___ Extracted text

Last Updated on April 6, 2021 by Legal Team
When to File a Personal Injury Lawsuit
People sustain injuries in many different types of accidents. However, not all injuries offer the basis for filing an injury lawsuit. Injuries that occur from accidents caused by the wrongful actions or negligence of others might meet the legal basis for a personal injury lawsuit. However, sometimes, it’s just not worth the hassle.
Legally, a personal injury arises when a person’s emotions, mind, or body sustain an injury as an outcome of another party. To establish whether you can pursue a case successfully, you should be consulting a personal injury lawyer who can assess your specific circumstance. Here’s what this field in law deals with.
Typically, lawsuits in personal injury cover three major issues that can emerge after an accident:
● Actual Physical harm
● Pain and suffering
● Emotional distress
Most damages arising from personal injury fall under the classification of “compensatory”. These damages imply that the plaintiff should be compensated for the loss that arose from the injury or accident. Some damages are comparatively easy to quantify, for instance, reimbursement from medical bills and property damage.
However, it’s harder to quantify suffering and pain or the incapacity to enjoy hobbies due to physical limitations generated by enduring accident-related injuries.
Actual physical damages are the easiest, most straightforward form of injury to file a lawsuit. The injuries are demonstrable, and the medical records are straightforward.
Damages awarded in these cases typically include the medical care costs related to the accident-reimbursement for the treatment you have received already along with the reimbursement for the approximated cost of health care that you might require in the future due to the accident.
Included in physical harm, are damages that occurred to your property. You are liable to receive compensation for the repair of any vehicle or clothing for the fair market value of the lost property that was damaged in the accident.
Lastly, you may also be entitled to compensation for an accident’s impact on your wages and salary – not merely the revenue you’ve lost but also the money you would have made in the future if the accident hadn’t taken place.
Pain and Suffering
Pain and suffering are somewhat challenging when seeking legal recourse. Consequently, lawyers encourage clients to collaborate with mental health experts to document their suffering and pain. Somebody pursuing a claim must document the activities that he or she enjoyed previously but can no longer engage in. In some states, people who weren’t immediate parties in an accident can equally pursue compensation for suffering and pain.
Emotional distress is usually associated with severe accidents, and the plaintiffs are compensated for the psychological effect of an injury, for instance, anxiety and fear. This type of damage is a much more difficult injury to pursue. The infliction of emotional distress occurs intentionally or negligently and covers a broad range of injuries from threats of harm to defamation.

______
___ Record set

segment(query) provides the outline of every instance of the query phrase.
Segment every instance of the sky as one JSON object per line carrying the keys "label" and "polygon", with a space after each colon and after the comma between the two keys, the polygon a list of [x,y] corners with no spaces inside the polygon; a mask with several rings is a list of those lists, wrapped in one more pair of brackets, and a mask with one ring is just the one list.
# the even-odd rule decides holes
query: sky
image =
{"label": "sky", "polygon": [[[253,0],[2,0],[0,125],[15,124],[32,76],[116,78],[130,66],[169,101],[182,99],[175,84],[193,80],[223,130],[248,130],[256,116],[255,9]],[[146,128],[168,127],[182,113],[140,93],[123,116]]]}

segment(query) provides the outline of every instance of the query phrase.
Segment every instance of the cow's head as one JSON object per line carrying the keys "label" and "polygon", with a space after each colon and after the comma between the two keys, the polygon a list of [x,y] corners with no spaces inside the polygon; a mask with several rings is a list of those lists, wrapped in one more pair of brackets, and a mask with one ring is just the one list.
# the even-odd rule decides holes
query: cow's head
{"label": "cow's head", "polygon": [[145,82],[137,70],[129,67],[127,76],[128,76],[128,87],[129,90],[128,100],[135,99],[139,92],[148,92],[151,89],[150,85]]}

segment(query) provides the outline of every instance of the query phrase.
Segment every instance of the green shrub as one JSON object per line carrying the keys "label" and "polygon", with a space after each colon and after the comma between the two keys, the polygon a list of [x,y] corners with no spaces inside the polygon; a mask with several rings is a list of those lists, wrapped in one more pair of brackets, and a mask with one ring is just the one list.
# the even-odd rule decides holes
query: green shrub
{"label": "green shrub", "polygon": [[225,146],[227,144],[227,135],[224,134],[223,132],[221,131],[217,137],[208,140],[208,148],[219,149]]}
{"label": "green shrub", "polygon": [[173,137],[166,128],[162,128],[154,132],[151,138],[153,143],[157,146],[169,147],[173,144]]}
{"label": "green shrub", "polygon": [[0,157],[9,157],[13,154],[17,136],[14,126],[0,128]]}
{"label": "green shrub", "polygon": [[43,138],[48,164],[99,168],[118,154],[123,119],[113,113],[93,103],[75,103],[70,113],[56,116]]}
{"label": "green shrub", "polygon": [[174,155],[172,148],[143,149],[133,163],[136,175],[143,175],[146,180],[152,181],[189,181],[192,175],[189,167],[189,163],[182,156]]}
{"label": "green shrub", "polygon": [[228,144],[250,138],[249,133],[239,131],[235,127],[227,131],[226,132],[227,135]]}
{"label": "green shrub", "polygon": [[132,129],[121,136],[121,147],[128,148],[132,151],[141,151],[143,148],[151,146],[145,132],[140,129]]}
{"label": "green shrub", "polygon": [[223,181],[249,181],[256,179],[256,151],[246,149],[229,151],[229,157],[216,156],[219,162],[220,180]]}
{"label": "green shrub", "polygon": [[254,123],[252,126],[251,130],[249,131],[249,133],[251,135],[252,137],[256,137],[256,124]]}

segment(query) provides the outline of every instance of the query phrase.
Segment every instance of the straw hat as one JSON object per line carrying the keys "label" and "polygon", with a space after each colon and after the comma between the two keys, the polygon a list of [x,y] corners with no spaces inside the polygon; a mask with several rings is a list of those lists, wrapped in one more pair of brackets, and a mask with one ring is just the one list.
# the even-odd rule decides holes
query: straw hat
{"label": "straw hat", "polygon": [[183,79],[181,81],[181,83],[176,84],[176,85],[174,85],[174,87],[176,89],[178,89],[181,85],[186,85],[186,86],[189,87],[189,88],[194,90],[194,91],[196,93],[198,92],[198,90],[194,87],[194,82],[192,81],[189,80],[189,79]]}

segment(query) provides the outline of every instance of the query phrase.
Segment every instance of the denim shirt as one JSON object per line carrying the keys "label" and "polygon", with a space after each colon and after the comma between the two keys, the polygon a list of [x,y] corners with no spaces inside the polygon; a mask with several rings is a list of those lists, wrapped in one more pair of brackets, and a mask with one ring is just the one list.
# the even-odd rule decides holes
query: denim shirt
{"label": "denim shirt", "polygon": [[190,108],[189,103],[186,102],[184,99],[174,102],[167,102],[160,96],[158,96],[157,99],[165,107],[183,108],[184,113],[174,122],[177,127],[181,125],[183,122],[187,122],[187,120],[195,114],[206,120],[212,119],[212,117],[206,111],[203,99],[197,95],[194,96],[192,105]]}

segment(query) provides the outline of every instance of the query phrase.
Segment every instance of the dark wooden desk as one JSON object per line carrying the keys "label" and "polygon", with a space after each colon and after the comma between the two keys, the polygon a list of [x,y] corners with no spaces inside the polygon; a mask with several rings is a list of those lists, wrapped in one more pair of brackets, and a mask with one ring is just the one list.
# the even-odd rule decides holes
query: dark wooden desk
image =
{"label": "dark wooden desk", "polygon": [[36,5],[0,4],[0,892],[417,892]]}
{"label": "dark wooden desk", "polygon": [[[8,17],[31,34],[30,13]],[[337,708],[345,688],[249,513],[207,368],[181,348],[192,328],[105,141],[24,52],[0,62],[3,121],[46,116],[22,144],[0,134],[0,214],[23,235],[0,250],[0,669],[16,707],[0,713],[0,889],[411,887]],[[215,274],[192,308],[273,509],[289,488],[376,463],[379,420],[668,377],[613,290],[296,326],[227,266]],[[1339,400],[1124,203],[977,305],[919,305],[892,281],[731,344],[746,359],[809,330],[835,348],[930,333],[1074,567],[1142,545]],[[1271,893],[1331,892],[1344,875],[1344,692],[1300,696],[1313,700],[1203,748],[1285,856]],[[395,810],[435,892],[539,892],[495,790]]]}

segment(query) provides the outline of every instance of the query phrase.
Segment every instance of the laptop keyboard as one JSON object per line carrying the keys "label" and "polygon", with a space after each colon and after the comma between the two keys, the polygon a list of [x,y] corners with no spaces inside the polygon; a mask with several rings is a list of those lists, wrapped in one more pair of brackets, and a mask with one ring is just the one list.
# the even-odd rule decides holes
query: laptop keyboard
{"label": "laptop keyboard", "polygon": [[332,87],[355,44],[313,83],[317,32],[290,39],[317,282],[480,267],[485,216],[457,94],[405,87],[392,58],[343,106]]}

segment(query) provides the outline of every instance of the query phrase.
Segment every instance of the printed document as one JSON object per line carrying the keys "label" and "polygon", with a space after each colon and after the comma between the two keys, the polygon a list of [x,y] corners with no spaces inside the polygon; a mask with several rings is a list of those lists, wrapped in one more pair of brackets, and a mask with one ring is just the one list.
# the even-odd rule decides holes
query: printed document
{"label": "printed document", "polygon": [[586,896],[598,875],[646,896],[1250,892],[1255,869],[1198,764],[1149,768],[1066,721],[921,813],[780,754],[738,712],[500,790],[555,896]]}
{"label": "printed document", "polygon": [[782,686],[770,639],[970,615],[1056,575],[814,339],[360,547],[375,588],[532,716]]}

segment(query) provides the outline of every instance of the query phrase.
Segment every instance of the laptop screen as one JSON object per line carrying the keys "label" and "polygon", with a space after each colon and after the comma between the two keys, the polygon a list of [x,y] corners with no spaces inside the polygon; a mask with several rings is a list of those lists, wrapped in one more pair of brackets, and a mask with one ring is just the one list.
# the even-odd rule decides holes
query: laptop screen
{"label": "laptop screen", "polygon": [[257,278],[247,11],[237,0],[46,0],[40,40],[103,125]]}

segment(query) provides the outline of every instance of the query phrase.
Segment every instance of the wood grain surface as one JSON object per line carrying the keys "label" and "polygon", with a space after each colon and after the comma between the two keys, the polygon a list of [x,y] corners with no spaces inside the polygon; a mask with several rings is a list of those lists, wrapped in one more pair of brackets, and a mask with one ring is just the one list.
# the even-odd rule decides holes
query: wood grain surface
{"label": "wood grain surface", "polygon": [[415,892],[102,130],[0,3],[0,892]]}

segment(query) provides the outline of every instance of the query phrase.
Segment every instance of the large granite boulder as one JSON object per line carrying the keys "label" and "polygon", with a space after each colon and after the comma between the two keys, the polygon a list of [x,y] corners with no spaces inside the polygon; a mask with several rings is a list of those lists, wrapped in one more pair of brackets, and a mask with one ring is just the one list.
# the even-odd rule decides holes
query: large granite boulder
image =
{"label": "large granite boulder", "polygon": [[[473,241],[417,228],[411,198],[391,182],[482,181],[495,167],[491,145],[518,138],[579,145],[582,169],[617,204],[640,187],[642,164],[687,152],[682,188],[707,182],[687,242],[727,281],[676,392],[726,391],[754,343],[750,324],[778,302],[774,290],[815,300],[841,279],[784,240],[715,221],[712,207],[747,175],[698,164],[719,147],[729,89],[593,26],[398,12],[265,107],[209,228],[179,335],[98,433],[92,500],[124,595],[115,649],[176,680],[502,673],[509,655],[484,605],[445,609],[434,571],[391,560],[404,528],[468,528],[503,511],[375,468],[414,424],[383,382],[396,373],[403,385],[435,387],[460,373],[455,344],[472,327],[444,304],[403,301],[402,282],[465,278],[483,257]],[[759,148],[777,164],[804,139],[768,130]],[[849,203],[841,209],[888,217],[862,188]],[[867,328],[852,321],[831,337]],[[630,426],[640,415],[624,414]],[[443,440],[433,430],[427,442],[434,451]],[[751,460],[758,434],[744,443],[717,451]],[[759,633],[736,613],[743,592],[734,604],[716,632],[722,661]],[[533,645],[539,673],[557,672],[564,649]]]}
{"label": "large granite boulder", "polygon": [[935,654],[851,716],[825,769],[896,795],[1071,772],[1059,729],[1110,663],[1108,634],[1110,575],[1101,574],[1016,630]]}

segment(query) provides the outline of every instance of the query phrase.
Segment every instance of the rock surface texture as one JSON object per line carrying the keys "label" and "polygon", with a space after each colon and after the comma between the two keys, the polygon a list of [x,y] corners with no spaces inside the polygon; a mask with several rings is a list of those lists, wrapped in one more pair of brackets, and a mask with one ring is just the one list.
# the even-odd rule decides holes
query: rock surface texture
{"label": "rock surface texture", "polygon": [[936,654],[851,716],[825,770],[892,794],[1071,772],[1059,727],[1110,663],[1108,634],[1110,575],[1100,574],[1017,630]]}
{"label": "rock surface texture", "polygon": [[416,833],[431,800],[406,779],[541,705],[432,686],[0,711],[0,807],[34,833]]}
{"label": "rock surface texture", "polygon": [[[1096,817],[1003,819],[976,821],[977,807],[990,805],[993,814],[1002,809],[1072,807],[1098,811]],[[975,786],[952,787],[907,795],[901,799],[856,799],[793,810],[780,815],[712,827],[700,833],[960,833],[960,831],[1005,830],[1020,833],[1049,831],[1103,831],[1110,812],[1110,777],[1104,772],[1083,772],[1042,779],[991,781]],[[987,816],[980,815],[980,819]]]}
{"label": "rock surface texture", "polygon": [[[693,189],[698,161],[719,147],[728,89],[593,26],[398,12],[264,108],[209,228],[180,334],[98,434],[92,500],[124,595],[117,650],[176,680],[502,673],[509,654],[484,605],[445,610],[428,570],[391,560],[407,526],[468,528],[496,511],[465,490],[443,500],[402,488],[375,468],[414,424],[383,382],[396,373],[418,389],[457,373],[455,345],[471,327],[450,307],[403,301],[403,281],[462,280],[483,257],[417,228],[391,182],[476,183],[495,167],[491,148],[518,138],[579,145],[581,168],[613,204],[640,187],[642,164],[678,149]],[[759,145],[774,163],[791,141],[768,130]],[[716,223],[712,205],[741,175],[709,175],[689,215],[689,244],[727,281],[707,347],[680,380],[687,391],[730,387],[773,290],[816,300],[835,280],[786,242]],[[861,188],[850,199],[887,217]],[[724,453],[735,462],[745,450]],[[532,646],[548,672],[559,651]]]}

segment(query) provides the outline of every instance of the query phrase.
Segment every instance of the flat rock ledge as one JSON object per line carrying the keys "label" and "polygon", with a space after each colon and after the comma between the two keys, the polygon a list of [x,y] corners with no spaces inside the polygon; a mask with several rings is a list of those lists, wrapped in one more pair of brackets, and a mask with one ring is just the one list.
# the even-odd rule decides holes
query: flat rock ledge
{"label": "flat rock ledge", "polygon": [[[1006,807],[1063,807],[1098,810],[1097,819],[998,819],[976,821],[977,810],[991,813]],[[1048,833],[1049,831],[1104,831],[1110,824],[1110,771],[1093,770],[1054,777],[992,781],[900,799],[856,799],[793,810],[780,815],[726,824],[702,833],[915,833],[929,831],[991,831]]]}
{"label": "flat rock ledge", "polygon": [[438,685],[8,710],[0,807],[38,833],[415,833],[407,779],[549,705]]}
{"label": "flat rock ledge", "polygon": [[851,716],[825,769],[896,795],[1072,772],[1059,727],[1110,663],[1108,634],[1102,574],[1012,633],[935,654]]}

______

Answer these from the text on personal injury lawsuits:
1. What three major issues do personal injury lawsuits typically cover?
2. Which form of injury does the text call the easiest, most straightforward to file a lawsuit for?
3. Whom do lawyers encourage clients to work with to document their pain and suffering?
Work only from the text on personal injury lawsuits, not from the records.

* _Output for this task_
1. Actual physical harm, pain and suffering, and emotional distress.
2. Actual physical damages.
3. Mental health experts.